> [Task prompt]: Return the records below from the line containing "Can you find the grey" onward, exactly, through and including the last line.

> [Input data]:
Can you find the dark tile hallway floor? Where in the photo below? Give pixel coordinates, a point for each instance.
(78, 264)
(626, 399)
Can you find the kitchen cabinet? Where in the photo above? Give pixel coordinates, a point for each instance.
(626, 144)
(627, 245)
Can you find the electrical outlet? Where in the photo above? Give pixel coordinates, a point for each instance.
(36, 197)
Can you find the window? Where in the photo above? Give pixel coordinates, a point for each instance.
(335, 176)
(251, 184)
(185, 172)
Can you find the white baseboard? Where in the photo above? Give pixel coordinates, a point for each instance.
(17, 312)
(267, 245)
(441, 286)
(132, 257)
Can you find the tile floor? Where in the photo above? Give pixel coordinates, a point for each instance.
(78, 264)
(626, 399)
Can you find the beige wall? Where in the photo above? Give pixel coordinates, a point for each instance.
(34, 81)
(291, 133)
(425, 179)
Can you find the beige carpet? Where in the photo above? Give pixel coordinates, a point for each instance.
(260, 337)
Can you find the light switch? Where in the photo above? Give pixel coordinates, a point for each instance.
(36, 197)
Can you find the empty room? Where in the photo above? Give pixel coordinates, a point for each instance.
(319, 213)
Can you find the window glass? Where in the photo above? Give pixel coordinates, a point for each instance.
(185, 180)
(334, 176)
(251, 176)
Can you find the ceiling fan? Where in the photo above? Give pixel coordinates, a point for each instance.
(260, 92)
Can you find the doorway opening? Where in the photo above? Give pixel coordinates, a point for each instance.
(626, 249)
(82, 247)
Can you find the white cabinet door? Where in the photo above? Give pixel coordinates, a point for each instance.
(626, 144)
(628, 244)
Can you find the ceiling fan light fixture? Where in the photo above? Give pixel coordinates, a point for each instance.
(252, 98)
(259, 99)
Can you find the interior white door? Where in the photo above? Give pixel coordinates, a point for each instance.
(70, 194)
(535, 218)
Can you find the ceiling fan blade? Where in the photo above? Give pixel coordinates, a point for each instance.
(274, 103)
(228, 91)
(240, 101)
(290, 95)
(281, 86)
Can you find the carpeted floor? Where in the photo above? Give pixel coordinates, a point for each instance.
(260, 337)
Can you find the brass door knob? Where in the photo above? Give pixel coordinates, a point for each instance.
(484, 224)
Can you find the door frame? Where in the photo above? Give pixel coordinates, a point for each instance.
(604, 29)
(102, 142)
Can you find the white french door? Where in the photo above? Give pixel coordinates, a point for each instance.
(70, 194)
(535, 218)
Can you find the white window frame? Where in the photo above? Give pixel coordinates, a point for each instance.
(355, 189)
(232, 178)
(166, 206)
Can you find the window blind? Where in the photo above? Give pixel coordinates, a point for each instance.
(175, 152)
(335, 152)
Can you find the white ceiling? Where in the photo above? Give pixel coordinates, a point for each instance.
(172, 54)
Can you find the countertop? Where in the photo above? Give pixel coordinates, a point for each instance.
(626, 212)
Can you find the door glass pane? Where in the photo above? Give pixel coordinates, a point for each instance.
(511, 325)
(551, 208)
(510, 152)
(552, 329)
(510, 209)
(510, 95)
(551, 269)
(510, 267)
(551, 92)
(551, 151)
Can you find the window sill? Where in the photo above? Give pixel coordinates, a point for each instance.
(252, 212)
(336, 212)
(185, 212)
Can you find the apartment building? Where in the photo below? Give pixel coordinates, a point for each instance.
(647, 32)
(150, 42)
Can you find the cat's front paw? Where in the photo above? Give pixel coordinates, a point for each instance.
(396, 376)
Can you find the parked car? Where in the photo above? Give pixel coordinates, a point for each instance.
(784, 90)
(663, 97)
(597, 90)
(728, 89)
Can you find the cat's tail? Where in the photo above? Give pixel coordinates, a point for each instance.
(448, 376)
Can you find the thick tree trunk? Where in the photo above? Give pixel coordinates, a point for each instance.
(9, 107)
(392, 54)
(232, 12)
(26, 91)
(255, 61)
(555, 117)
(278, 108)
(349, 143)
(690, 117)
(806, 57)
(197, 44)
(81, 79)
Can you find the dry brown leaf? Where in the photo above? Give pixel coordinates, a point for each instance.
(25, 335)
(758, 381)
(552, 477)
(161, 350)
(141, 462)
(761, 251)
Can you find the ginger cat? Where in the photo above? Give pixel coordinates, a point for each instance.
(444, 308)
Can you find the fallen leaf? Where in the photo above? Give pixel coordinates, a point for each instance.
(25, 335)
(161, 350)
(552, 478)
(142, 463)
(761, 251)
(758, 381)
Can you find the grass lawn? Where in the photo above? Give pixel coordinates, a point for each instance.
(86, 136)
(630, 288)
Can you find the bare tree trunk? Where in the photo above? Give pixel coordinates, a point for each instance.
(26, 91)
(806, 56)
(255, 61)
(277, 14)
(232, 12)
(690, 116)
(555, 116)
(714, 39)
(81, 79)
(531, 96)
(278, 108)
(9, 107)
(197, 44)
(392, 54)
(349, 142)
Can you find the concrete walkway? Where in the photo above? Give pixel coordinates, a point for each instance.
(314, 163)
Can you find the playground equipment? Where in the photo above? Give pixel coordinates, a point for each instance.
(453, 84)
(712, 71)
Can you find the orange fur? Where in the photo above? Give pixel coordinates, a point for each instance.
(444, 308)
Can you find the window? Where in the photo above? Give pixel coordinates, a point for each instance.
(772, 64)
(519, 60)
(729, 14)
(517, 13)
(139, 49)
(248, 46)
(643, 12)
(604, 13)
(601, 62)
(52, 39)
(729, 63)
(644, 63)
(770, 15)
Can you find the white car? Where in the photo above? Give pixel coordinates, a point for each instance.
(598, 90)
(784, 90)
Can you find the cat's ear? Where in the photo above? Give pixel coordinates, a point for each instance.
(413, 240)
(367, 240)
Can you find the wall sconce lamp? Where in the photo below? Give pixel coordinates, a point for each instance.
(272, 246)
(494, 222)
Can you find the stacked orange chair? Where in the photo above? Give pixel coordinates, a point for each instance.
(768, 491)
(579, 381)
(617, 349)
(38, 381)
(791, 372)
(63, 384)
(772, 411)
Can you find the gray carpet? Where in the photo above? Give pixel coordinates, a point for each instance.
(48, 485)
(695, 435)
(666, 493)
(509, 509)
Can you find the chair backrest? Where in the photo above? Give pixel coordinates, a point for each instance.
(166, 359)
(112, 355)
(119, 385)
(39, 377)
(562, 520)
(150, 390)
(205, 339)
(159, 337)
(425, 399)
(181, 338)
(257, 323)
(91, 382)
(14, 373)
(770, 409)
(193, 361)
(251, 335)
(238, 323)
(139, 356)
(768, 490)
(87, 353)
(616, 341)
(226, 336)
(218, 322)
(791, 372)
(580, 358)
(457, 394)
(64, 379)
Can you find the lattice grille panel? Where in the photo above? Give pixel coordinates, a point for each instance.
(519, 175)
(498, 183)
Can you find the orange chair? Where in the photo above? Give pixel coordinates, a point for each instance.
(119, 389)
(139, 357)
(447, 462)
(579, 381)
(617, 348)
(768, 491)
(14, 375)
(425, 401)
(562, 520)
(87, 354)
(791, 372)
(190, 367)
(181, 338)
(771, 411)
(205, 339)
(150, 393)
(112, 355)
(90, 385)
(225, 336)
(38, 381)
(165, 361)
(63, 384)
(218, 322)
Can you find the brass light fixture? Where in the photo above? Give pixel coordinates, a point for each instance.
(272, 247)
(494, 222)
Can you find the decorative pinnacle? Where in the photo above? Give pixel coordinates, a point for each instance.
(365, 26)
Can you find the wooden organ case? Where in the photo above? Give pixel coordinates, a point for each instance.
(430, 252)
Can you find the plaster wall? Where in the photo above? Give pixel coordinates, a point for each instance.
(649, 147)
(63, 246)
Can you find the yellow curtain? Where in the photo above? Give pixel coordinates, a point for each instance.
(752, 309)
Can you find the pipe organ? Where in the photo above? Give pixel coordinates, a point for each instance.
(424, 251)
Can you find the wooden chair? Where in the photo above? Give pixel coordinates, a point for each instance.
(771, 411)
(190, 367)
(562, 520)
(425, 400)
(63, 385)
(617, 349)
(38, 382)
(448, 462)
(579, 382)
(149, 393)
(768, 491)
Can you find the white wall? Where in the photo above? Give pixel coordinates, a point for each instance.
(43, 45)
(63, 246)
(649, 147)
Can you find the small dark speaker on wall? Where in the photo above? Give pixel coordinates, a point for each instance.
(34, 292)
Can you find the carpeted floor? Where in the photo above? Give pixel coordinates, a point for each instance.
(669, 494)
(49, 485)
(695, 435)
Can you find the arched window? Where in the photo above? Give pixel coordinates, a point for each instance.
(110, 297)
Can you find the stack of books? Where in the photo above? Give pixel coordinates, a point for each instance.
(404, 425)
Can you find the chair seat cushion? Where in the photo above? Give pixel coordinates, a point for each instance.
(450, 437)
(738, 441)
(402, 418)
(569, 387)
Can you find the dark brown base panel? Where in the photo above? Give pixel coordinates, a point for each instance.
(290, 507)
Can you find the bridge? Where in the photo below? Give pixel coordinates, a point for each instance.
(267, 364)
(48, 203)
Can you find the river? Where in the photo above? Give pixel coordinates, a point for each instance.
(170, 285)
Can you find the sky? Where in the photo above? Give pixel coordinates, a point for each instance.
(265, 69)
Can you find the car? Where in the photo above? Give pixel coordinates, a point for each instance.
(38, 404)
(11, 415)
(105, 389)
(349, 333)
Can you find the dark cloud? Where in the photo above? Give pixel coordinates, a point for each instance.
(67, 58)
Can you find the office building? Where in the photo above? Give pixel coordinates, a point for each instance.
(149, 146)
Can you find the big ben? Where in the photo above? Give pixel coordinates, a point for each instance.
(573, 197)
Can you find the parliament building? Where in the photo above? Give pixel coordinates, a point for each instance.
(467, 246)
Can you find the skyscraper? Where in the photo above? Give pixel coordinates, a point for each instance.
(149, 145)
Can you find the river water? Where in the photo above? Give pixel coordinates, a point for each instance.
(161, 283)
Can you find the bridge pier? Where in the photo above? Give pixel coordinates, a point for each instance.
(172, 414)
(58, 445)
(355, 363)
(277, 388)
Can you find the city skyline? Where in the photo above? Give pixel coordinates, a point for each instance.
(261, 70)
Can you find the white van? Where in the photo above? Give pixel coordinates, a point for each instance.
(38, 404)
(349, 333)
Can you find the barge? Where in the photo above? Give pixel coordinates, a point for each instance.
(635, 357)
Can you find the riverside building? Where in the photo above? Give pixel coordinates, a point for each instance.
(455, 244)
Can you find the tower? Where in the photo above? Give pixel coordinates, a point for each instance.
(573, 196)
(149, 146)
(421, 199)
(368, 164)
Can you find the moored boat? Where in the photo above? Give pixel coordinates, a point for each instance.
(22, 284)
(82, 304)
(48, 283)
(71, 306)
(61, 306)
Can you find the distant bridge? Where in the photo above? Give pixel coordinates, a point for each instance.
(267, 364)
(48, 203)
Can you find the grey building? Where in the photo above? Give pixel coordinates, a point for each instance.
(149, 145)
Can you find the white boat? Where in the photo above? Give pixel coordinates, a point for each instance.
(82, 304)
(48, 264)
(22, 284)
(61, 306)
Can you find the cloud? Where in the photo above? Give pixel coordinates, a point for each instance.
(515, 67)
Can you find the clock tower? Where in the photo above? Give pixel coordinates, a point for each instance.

> [Exercise solution]:
Can you find the grey building? Where in the photo above? Give pixel coordinates, a point for each instance.
(149, 145)
Can you find the white boat? Where in the photo above? Give pixel coordinates, a point for each instance.
(82, 304)
(48, 264)
(22, 284)
(61, 306)
Can you find the cloud? Where in the photo above? Give pixel coordinates, a point for each instance.
(515, 67)
Can you find the clock tower? Where in the photo above? Give pixel coordinates, a point for each instance.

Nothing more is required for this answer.